WORK REQUEST: Find the line containing "breaking wave -> point" in the records below. Copy exactly that line and each one after it, ending at the line containing "volcanic mountain -> point", and nothing more.

DATA FOR PROCESSING:
-- Opening Marker --

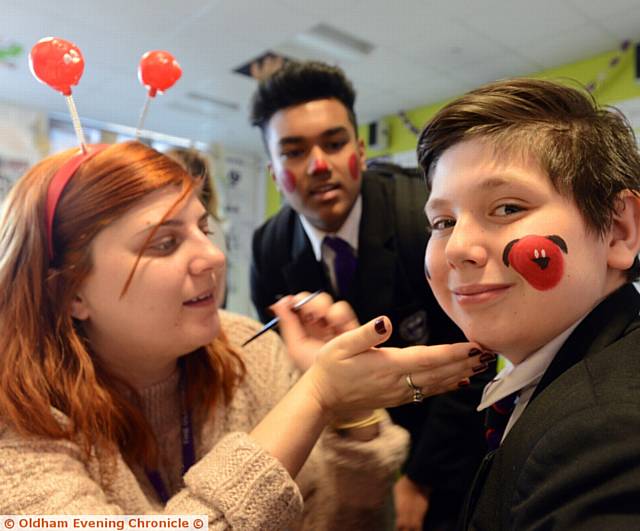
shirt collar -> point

-- Closing Marker --
-- Opening Marker --

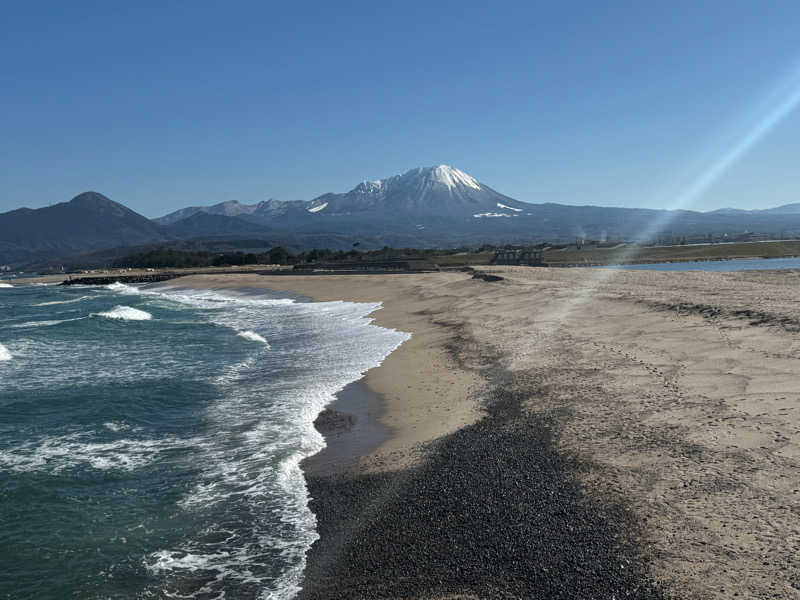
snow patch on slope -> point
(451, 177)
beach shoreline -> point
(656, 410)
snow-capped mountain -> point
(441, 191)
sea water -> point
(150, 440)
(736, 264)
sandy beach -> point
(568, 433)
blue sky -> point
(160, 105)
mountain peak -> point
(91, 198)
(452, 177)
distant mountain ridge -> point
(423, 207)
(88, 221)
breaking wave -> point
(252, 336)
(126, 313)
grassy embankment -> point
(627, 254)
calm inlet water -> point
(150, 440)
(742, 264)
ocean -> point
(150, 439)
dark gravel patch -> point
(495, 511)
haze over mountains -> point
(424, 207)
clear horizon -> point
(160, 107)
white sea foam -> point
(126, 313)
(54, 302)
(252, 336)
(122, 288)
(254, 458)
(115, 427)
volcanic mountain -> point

-- Closing Marker --

YOUR RESPONSE:
breaking wave -> point
(252, 336)
(126, 313)
grassy embankment -> point
(627, 254)
calm inlet water -> point
(150, 440)
(742, 264)
ocean -> point
(150, 439)
dark gravel patch -> point
(495, 511)
haze over mountains -> point
(424, 207)
clear horizon -> point
(160, 107)
white sea foam -> point
(126, 313)
(54, 302)
(252, 336)
(122, 288)
(254, 458)
(115, 427)
volcanic mountain -> point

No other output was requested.